(Entries from a point annotation set)
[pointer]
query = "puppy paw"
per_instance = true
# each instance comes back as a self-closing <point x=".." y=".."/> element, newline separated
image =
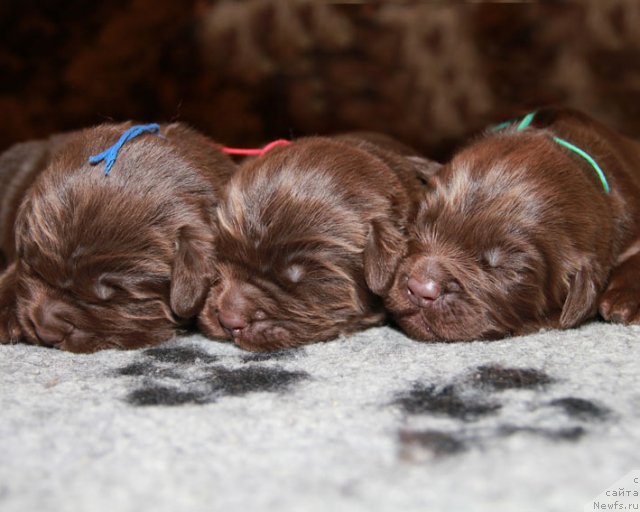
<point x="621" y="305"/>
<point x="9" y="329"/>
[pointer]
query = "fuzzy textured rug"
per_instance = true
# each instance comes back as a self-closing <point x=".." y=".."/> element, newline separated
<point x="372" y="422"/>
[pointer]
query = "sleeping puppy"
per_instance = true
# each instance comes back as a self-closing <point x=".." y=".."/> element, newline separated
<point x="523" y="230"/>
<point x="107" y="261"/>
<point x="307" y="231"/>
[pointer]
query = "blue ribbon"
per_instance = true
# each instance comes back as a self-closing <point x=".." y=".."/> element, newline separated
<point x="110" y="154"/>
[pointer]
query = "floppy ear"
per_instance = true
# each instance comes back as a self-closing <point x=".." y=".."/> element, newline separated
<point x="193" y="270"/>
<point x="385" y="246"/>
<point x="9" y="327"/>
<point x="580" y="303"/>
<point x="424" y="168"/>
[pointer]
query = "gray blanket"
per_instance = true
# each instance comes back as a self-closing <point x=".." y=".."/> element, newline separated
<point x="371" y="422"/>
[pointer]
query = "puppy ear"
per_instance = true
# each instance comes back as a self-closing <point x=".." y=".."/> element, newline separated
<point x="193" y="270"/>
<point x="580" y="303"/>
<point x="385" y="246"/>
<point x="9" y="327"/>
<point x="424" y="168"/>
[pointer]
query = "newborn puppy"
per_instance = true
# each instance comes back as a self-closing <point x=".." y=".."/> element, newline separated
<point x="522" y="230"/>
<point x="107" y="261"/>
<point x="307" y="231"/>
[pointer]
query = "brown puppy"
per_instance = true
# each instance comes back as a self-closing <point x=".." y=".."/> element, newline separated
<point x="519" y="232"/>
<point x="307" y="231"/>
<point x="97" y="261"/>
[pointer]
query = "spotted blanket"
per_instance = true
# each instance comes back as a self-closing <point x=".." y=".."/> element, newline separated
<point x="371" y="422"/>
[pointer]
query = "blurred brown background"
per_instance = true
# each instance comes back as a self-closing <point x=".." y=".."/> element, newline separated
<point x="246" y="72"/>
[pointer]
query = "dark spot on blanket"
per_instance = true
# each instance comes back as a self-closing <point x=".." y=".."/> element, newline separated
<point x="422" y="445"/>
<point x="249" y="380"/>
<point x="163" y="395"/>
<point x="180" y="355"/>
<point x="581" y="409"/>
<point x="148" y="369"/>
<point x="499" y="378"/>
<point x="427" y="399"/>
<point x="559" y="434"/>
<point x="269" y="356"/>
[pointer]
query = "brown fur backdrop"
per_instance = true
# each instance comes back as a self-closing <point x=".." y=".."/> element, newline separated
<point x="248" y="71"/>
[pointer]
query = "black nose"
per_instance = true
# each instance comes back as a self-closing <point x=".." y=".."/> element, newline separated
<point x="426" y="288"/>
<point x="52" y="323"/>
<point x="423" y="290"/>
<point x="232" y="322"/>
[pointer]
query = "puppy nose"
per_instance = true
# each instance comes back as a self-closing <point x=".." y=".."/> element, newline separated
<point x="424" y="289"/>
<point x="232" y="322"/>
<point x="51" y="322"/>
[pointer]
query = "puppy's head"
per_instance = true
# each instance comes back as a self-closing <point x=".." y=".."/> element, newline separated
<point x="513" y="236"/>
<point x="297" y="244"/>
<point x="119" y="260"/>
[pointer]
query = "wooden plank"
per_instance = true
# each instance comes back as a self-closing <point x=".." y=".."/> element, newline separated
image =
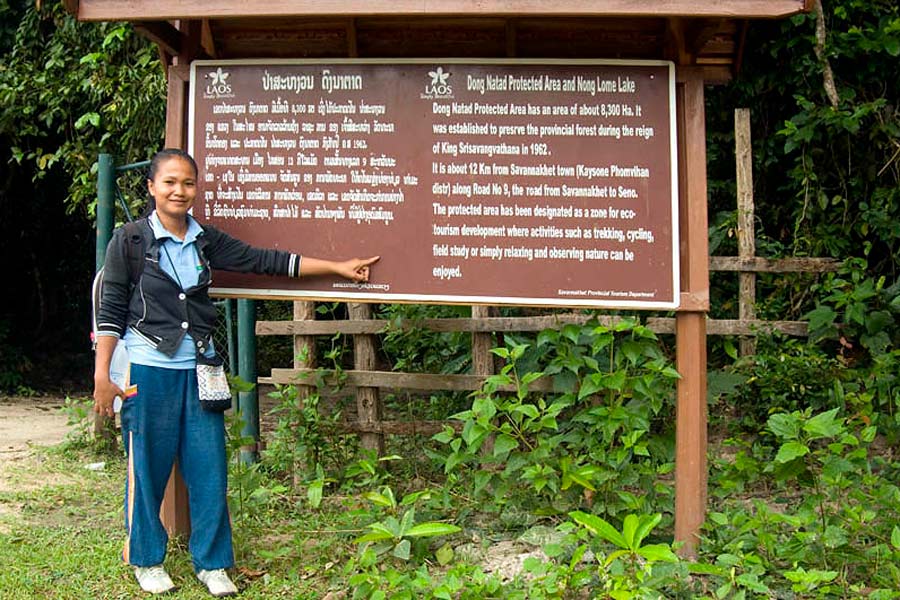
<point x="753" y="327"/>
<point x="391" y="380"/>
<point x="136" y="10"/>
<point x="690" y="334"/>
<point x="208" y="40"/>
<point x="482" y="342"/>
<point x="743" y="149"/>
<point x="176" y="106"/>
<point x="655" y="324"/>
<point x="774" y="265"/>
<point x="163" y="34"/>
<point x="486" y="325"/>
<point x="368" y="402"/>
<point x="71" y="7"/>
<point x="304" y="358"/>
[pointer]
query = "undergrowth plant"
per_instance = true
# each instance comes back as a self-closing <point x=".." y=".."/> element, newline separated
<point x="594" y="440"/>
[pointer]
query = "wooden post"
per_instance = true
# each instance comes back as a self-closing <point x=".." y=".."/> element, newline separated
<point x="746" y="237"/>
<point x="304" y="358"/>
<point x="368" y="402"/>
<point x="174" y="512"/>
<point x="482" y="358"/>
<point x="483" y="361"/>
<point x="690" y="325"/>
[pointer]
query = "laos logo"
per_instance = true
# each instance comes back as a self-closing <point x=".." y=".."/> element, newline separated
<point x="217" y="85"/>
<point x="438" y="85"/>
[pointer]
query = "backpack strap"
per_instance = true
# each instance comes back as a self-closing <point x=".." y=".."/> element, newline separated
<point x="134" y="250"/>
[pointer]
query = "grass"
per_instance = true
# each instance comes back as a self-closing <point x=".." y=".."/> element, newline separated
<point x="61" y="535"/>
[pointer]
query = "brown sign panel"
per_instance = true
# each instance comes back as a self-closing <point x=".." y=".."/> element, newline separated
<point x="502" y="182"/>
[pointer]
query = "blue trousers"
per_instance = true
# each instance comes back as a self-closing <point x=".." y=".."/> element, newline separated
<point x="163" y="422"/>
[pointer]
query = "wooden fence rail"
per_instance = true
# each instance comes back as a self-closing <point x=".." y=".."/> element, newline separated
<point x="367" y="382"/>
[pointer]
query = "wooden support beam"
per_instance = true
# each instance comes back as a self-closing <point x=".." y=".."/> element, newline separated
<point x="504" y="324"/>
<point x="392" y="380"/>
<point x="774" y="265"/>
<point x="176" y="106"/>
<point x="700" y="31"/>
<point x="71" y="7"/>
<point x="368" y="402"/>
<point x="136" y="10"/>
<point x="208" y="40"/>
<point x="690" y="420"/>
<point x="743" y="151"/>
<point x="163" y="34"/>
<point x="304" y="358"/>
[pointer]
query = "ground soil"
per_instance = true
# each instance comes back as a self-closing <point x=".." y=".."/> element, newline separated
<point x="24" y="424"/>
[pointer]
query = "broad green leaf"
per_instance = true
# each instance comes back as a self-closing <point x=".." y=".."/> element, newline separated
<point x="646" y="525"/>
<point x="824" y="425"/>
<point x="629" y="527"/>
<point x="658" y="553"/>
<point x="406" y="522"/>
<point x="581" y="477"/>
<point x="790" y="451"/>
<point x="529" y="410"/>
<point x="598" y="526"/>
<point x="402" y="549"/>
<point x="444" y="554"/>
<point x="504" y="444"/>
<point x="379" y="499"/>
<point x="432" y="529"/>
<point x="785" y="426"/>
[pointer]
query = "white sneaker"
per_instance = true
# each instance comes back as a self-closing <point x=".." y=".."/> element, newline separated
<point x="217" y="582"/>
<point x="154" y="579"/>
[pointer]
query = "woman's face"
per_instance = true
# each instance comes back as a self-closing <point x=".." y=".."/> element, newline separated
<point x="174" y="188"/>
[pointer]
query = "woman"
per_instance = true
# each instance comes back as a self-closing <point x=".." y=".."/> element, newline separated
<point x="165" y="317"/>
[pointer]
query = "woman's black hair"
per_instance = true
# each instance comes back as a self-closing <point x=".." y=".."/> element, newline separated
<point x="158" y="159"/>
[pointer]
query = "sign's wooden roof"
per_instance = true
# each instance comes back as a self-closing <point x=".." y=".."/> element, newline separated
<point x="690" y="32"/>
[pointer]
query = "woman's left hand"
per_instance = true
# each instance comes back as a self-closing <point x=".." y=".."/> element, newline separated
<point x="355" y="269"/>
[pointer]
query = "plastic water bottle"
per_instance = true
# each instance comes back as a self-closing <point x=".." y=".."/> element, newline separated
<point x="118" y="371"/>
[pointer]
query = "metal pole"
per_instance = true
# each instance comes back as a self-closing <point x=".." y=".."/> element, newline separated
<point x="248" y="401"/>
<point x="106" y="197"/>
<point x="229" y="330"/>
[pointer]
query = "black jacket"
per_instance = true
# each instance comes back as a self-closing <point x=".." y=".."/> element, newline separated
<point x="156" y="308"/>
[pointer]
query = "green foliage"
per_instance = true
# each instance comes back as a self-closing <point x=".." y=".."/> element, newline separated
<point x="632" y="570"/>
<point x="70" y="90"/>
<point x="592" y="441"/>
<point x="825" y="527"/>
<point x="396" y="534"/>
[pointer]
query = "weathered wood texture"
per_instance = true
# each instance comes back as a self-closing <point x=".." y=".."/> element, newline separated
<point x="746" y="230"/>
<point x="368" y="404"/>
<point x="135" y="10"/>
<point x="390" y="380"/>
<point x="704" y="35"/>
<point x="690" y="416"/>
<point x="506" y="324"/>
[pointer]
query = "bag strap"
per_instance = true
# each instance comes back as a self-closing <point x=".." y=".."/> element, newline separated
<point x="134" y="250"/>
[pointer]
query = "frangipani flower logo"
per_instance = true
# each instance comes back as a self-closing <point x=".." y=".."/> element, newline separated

*Work to be completed*
Filter the lines above down to those containing the word "black", and copy each of them out. Matching is case-sensitive.

*Task answer*
query = "black nose"
query = "woman's black hair"
query = "black jacket"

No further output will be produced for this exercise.